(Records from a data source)
▶

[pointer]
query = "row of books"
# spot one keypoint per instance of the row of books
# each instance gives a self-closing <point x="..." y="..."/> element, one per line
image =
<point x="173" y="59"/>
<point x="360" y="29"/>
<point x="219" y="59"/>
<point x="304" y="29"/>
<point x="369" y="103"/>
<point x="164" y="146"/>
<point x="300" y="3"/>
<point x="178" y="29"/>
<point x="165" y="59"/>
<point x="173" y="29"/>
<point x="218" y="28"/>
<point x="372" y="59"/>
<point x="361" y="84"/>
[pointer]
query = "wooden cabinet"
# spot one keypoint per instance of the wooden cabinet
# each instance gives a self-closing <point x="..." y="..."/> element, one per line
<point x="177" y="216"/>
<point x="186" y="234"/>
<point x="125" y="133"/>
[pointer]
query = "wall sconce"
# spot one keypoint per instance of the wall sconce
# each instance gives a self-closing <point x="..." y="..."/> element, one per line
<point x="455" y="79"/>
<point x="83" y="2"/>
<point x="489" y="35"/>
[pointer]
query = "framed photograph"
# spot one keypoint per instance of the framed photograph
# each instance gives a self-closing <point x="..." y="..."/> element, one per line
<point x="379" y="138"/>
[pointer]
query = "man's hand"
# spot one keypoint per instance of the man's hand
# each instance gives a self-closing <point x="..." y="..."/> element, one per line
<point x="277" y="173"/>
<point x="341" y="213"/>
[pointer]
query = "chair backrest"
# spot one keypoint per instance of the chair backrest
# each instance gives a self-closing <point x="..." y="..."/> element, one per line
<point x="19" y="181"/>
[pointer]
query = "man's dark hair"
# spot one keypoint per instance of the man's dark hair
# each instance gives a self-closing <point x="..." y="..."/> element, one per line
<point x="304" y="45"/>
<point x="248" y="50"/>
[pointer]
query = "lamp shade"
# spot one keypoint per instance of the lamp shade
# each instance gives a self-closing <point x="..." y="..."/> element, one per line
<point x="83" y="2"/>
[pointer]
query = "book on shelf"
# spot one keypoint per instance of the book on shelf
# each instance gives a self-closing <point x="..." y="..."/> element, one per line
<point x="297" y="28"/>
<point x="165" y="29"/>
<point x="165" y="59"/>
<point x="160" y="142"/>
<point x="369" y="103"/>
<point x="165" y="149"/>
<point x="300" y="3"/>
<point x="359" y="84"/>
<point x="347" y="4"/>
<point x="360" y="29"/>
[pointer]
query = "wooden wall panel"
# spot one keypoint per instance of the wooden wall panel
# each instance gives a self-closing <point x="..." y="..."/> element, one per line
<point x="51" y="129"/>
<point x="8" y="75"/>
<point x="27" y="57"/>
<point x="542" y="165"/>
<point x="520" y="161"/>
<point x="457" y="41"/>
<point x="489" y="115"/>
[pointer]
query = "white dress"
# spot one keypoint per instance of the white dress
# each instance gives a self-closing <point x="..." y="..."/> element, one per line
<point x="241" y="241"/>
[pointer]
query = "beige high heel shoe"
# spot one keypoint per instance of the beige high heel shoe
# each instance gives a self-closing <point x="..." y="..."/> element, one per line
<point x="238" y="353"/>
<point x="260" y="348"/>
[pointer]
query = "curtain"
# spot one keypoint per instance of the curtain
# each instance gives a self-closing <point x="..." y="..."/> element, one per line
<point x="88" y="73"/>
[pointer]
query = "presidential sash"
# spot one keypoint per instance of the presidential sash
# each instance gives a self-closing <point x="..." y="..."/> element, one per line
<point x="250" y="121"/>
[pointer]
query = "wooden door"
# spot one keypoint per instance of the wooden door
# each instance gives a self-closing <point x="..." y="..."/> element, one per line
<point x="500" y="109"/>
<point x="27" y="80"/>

◀

> What you should do:
The answer must be every line of the records that contains the word "heel".

> Result for this task:
query = "beige high heel shoe"
# spot one keypoint per instance of the beige high heel shoe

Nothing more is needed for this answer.